Excerpted text.
::::
Dr. Ben Anthony A. Lopez
University of the Philippines Manila

Pre-clinical animal models are poor predictors of human drug response, which contributes to the high failure rate in neurological drug development. In neuropsychopharmacology, over 90% of neurological drug candidates with promising animal data fail in human clinical trials1. Evolutionary divergence occurs at multiple levels in the brain including different gross architecture and circuitry, variable sizes of cell populations, different cell types, and altered molecular properties of homologous cell types2,3, thereby constraining utility of animal models. Identification of the similarity and divergence at cellular and molecular levels across animal models and the human brain will provide better guidance in translational research in the study of human disorders, such as neurodegenerative diseases, schizophrenia, and drug addiction.

This study focuses on the striatum, which is a major input nucleus in the basal ganglia, a key set of networked nuclei region involved in motor control, motor learning, cognition, and emotional processing. Predominant neurons in the striatum are the medium spiny neurons, which canonically comprise D1 and D2 neurons, named after their dopamine receptor expression and which correspond with the extrinsic circuits, the direct striatonigral and the indirect striatopallidal pathways. There are also molecularly and electrophysiologically diverse locally projecting interneurons which provide critical modulation of striatal circuits. Recent single-cell/nucleus RNA sequencing technology has uncovered greater neuronal heterogeneity than previously suggested in the mammalian striata4-6. However, the extent of conservation and divergence of the striatum at the cellular and molecular levels across human, monkey, and mice remain poorly characterized. 

The study aims to understand the translatability of monkeys and mice to human neurobiology and disease by comparing striatal neuronal populations.
::::
Supplied information.

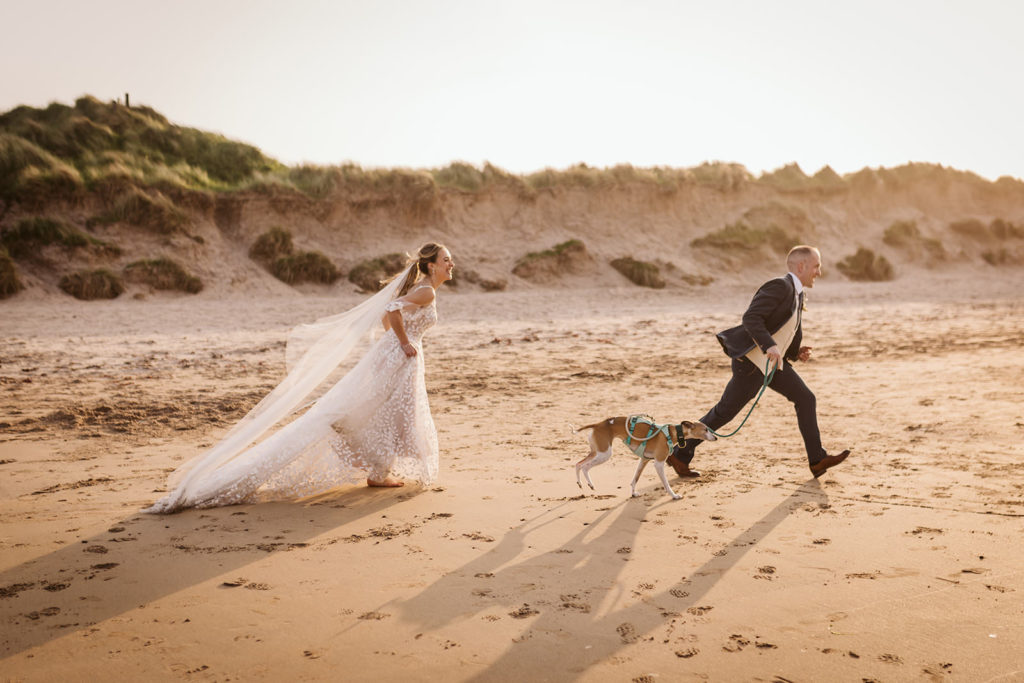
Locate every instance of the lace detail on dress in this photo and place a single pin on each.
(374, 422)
::::
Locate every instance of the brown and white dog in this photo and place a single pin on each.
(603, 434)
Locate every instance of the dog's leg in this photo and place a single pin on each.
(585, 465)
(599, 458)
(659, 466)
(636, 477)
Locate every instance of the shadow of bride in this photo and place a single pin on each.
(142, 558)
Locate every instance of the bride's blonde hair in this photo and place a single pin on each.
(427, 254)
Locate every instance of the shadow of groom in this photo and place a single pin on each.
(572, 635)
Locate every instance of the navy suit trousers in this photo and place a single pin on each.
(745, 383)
::::
Problem set.
A. Print the text on the striatum from "Dr. Ben Anthony" to "and drug addiction.".
B. Answer these from the text on the striatum:
(i) What share of neurological drug candidates with promising animal data fail in human clinical trials?
(ii) What are D1 and D2 neurons named after?
(iii) Which three species does the study compare?
C. Go on with the text on the striatum, starting after its last sentence.
The entries play no part in this work.

Per-task outputs.
A.
Dr. Ben Anthony A. Lopez
University of the Philippines Manila

Pre-clinical animal models are poor predictors of human drug response, which contributes to the high failure rate in neurological drug development. In neuropsychopharmacology, over 90% of neurological drug candidates with promising animal data fail in human clinical trials1. Evolutionary divergence occurs at multiple levels in the brain including different gross architecture and circuitry, variable sizes of cell populations, different cell types, and altered molecular properties of homologous cell types2,3, thereby constraining utility of animal models. Identification of the similarity and divergence at cellular and molecular levels across animal models and the human brain will provide better guidance in translational research in the study of human disorders, such as neurodegenerative diseases, schizophrenia, and drug addiction.

B.
(i) Over 90%.
(ii) Their dopamine receptor expression.
(iii) Human, monkey, and mice.

C.
Single-cell/nucleus transcriptomes of mouse, rhesus macaque, and human striatal neurons were compared to dissect the cellular and molecular conservation and divergence. In situ spatial transcriptomics was employed in the human putamen, describing the regional localization and clustering of the neuronal populations.

Multiple classical medium spiny neuron (MSN) subpopulations were highly conserved across the three species but differed in some genes that have crucial therapeutic importance. There was differential conservation of non-canonical MSNs and interneurons at the cellular, molecular, and transcriptional regulatory network levels, with some populations shared across all three species, whereas others being distinctly different. Molecular distinction between the matrix and patch compartments in the striatum were largely conserved between primates but substantively diverged from the mouse. Spatial transcriptomics revealed distinct spatial distribution of the MSNs and interneurons within the human putamen.A

Using high-resolution gene expression profiling, the study profiled the neuronal heterogeneity as well as described novel neuronal subpopulations in the human putamen. Furthermore, employing massively multiplexed, error-robust, single-cell in situ transcriptomics imaging (MERSCOPE), this study was able to describe distinct distributions of the neuronal subpopulations, with compartmentalization of MSN and certain interneuron subpopulations in assemblages.